● **TASK DESCRIPTION**
Write out all of the records below word for word, but leave the pictures out.

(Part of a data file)

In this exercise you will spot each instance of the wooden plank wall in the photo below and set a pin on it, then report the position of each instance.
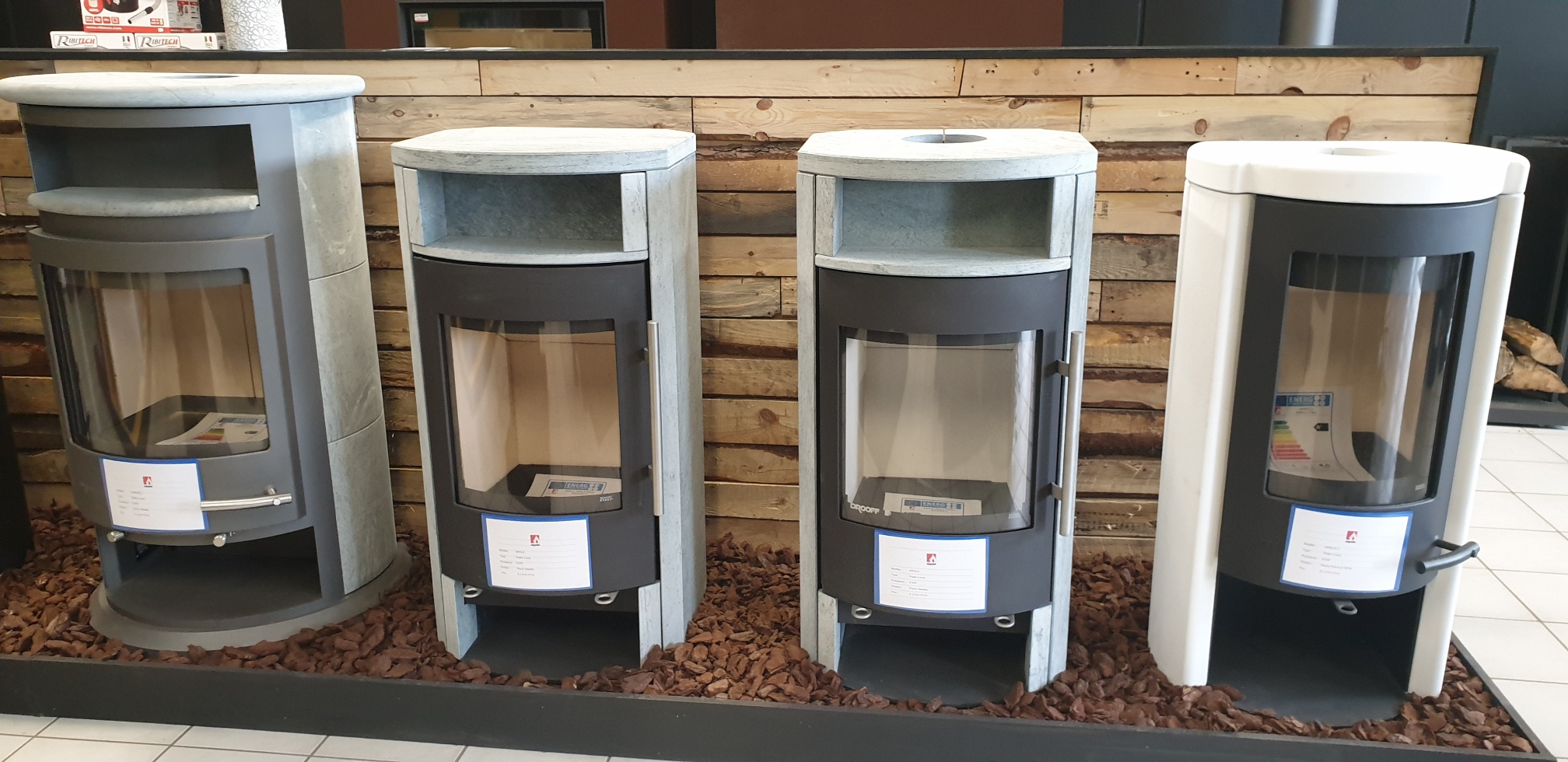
(750, 117)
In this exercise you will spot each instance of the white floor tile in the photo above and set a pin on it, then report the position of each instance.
(1514, 651)
(1523, 551)
(1482, 595)
(114, 729)
(1552, 509)
(1487, 484)
(1545, 595)
(250, 740)
(1548, 479)
(10, 743)
(378, 750)
(75, 750)
(488, 754)
(1504, 510)
(1518, 447)
(1543, 708)
(193, 754)
(23, 725)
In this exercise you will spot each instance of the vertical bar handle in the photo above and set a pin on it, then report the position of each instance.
(1066, 469)
(654, 404)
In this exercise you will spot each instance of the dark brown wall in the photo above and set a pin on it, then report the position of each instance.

● **TASK SOLUTION**
In this exercise you will spot each instance of the wooden plank wall in the photo below and set a pin on it, then report the position of each instance.
(750, 117)
In this exercise you will spot each instance of the white floor tile in the photo above and set a pin on it, then report the position of each instance.
(1514, 651)
(1523, 551)
(1482, 595)
(114, 729)
(1552, 509)
(1487, 484)
(1545, 595)
(250, 740)
(1548, 479)
(10, 743)
(378, 750)
(75, 750)
(488, 754)
(1504, 510)
(1518, 447)
(1543, 708)
(193, 754)
(23, 725)
In this exercise you will spot each instance of the vertical bar handle in the photo above and set a pin on it, then report the position of each instance.
(1066, 469)
(654, 404)
In this exercise you will spot each instance of the dark brown wall in the photo above and set a pin on it, then report the position of each instance.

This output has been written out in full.